* Exercise: Copy every line of the listing below verbatim, character for character.

* Input material:
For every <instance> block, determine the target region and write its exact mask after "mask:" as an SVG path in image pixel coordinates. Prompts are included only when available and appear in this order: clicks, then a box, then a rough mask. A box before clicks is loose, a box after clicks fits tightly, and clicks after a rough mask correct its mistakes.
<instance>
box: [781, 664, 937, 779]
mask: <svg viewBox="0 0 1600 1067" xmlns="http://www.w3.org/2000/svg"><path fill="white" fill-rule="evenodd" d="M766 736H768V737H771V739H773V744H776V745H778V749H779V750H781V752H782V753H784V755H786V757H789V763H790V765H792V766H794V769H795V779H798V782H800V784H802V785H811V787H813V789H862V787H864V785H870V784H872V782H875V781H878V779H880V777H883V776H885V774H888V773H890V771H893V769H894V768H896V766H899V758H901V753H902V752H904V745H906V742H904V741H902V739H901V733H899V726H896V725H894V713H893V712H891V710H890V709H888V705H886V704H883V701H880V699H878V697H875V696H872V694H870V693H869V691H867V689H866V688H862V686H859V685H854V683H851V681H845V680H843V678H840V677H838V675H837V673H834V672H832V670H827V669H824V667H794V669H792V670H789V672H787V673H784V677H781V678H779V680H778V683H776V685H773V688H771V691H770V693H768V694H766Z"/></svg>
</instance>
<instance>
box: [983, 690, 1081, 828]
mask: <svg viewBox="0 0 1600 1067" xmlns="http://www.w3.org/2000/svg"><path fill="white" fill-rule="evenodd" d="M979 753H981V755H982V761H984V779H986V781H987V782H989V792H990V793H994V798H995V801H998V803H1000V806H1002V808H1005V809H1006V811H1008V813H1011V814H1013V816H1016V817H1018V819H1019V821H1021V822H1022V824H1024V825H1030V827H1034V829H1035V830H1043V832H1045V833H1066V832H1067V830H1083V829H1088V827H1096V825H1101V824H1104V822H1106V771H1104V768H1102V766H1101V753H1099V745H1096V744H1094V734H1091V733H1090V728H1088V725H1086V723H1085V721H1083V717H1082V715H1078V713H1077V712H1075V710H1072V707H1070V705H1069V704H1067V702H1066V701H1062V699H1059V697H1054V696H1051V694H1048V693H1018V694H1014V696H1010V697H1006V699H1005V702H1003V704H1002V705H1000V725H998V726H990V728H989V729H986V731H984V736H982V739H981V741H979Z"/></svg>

* Completed task:
For every <instance> block, determine the target region and write its exact mask after "mask:" as an SVG path in image pixel coordinates. Prompts are included only when available and appear in this order: clicks, then a box, then a rough mask. A box before clicks is loose, a box after clicks fits tightly, and clicks after a rough mask correct its mistakes.
<instance>
box: [781, 664, 937, 779]
mask: <svg viewBox="0 0 1600 1067" xmlns="http://www.w3.org/2000/svg"><path fill="white" fill-rule="evenodd" d="M766 736H768V737H771V739H773V744H776V745H778V749H779V750H781V752H782V753H784V755H786V757H789V763H790V765H792V766H794V769H795V779H798V782H800V784H802V785H811V787H813V789H862V787H864V785H870V784H872V782H875V781H878V779H880V777H883V776H885V774H888V773H890V771H893V769H894V768H896V766H899V758H901V753H902V752H904V745H906V742H904V741H902V739H901V733H899V726H896V725H894V713H893V712H891V710H890V709H888V705H886V704H883V701H880V699H878V697H875V696H872V694H870V693H869V691H867V689H866V688H862V686H859V685H854V683H851V681H845V680H843V678H840V677H838V675H837V673H834V672H832V670H827V669H824V667H794V669H792V670H789V672H787V673H784V677H781V678H779V680H778V683H776V685H773V688H771V691H770V693H768V694H766Z"/></svg>
</instance>
<instance>
box: [983, 690, 1081, 828]
mask: <svg viewBox="0 0 1600 1067" xmlns="http://www.w3.org/2000/svg"><path fill="white" fill-rule="evenodd" d="M979 753H981V755H982V761H984V779H986V781H987V782H989V792H990V793H994V798H995V801H998V803H1000V806H1002V808H1005V809H1006V811H1008V813H1011V814H1013V816H1016V817H1018V819H1019V821H1021V822H1022V824H1024V825H1030V827H1034V829H1035V830H1043V832H1045V833H1066V832H1067V830H1083V829H1088V827H1096V825H1101V824H1104V822H1106V771H1104V768H1102V766H1101V753H1099V745H1096V744H1094V734H1091V733H1090V728H1088V725H1086V723H1085V721H1083V717H1082V715H1078V713H1077V712H1075V710H1072V707H1070V705H1069V704H1067V702H1066V701H1062V699H1059V697H1054V696H1051V694H1048V693H1018V694H1014V696H1010V697H1006V699H1005V702H1003V704H1002V705H1000V725H998V726H990V728H989V729H986V731H984V736H982V739H981V741H979Z"/></svg>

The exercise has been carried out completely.